### DESCRIPTION OF THE TASK:
Pull out each line of the listing below that contains the word "support", treating uppercase and lowercase letters as different.

### DATA EXTRACT:
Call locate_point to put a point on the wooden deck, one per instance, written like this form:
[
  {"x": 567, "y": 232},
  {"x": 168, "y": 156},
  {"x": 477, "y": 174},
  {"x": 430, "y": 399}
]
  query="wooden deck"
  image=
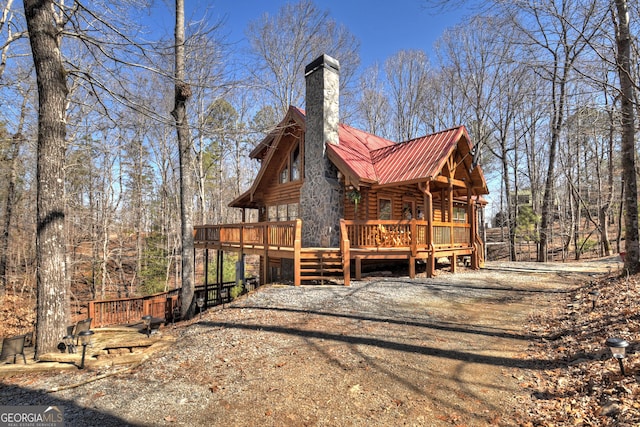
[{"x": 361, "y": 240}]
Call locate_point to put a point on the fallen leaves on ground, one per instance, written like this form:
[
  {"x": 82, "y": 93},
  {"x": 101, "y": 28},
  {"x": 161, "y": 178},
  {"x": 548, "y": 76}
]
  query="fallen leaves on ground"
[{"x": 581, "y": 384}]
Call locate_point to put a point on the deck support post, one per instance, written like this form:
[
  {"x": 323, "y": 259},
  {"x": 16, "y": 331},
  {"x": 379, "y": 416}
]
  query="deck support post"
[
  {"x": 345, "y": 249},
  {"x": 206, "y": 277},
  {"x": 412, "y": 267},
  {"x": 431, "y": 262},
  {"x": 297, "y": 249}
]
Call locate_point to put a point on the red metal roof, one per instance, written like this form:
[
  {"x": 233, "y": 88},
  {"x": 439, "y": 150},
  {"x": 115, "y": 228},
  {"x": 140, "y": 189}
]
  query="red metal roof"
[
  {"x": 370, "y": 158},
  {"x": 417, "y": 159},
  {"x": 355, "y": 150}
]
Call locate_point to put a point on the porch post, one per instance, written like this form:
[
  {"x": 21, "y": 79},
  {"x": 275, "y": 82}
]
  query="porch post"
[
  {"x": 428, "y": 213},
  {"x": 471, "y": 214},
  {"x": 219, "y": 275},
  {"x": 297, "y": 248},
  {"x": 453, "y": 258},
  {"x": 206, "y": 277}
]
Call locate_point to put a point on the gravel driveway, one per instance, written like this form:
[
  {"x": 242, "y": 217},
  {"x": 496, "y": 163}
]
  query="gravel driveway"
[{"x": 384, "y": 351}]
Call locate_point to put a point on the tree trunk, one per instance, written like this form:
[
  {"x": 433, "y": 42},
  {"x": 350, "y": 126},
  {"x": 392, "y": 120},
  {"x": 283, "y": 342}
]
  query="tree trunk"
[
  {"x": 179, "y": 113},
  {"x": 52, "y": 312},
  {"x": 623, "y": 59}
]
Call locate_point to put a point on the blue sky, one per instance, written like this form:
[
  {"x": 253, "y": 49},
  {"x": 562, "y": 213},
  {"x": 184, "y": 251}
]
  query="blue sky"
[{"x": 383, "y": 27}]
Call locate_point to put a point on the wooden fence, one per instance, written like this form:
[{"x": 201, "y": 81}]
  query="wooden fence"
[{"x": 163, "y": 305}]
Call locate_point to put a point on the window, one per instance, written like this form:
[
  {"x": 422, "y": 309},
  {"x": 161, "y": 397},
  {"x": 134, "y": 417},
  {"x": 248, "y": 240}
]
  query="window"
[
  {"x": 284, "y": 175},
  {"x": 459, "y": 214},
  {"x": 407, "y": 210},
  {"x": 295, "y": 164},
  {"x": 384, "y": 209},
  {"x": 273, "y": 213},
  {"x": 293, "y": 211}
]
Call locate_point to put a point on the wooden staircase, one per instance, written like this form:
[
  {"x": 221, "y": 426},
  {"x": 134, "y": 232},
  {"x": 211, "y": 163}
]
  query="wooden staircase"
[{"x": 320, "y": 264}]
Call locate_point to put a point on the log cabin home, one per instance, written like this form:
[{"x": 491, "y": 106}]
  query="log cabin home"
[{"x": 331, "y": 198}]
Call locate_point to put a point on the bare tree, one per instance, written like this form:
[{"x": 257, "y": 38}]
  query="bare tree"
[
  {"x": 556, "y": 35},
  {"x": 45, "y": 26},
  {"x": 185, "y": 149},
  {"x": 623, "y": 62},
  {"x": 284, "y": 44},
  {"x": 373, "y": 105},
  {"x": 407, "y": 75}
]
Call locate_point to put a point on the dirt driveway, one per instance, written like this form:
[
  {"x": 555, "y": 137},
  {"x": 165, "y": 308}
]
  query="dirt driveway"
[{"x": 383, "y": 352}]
...
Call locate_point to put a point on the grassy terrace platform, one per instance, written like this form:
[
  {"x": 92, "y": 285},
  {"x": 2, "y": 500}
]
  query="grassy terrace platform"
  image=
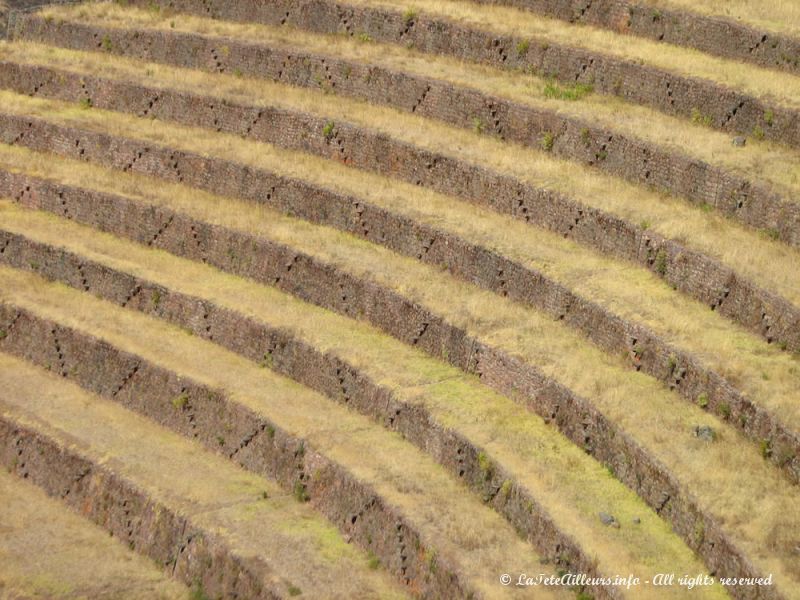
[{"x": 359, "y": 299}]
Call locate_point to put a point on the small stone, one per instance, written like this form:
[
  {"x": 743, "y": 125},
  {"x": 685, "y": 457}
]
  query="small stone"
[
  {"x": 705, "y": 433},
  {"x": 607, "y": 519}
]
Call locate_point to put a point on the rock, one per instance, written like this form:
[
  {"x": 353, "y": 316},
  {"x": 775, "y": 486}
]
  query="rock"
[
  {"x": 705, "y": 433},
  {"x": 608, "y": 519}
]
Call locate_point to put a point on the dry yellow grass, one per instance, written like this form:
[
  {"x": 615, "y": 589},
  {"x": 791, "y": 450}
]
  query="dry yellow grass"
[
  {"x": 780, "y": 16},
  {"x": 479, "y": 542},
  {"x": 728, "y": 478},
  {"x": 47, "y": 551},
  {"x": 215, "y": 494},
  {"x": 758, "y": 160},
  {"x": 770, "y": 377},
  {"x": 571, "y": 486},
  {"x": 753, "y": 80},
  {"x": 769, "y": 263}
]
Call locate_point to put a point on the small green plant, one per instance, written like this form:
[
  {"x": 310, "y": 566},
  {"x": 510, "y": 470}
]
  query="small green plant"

### REPLY TO THE TASK:
Call locate_point to put a point on the deck support post, one per instance, written like this form:
  query="deck support post"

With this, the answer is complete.